▸ **Extract provided**:
Is cheating always a bad thing?


It’s been a long time since I’ve made a mistake. Spelling errors, sure. Overspending, maybe. Ghosting friends for a week, absolutely. But real mistakes? Tangible, potentially life-altering mistakes? None. Not since I was 21 and I quit a degree in veterinary medicine to move to New York with a thousand dollars in the bank.

Now that I’m on the cusp of turning 30, I’ve found myself looking back over the past decade and trying to extract some sort of life lesson. And along the way, I realised that the last seven years have been a process of slowly staving off the potential to make mistakes. Today, I can cook. I have a (very shit) car. I hang up my clothes. No longer do I spend nights ricocheting between hookups, faking illness to get out of my friend’s amateur Shakespeare productions, or maxing out my overdraft.

This is largely good. It’s too anxiety-inducing to exist in a web of white lies (trust me), and waiting for the STI test text message to drop every Monday was doing nothing for my smoking habit. But a little bit of me misses the feeling of f*cking up—and of learning something in the process.

Which brings me to the question: is cheating always bad? In a recent conversation with a very wise, very chic once-divorced friend of mine over a martini, we got to discussing a new phase I’ve entered in my relationship: something that’s popularly called “ethical non-monogamy.” My friend, who has been both the cheater and the cheatee in many marriages, scoffed. “Why does it have to be ethical? Whatever happened to hiding in the wardrobe, lipstick-stained collars, breathless meets in the darkest part of the restaurant? It’s worked for centuries.”

▸ **Tasks to complete**:
1 > In the essay on cheating, which things does the writer say they no longer do? List each one.
2 > Carry the essay on cheating forward, starting after the friend's remark about what has worked for centuries.

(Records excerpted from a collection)

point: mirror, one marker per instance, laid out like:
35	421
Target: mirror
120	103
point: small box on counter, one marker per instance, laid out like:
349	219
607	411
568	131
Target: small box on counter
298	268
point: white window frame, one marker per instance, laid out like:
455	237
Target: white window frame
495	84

==

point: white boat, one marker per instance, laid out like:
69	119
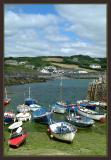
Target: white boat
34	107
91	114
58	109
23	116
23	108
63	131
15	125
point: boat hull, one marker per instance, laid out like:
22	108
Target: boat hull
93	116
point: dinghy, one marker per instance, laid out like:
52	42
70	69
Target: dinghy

▸ **Answers to each task**:
1 >
- Spend nights ricocheting between hookups
- Fake illness to get out of a friend's amateur Shakespeare productions
- Max out the overdraft

2 >
It would be easy to explain away her point, citing many a famed love doctor or sex guru—or even season three of Sex and the City, and that lunch between Carrie and Natasha. Everything in our culture points to the idea that cheating is bad.

And I agree, for the most part. I agree that we should try to be as honest with each other as possible. But the more I thought about my friend’s outrageous opinion, the more I realised I agreed with it. Now, for the record, I have never cheated. I have, however, been cheated on twice, and by two people I was very, very much in love with. But neither time did the cheating end the relationship. See, I grew up with the deeply naive opinion that cheating always had to equal dumping. But in my experience, the cheating in both scenarios actually led both relationships to places of more nuance, more equity, and perhaps most importantly, a place where desires could be discussed more freely.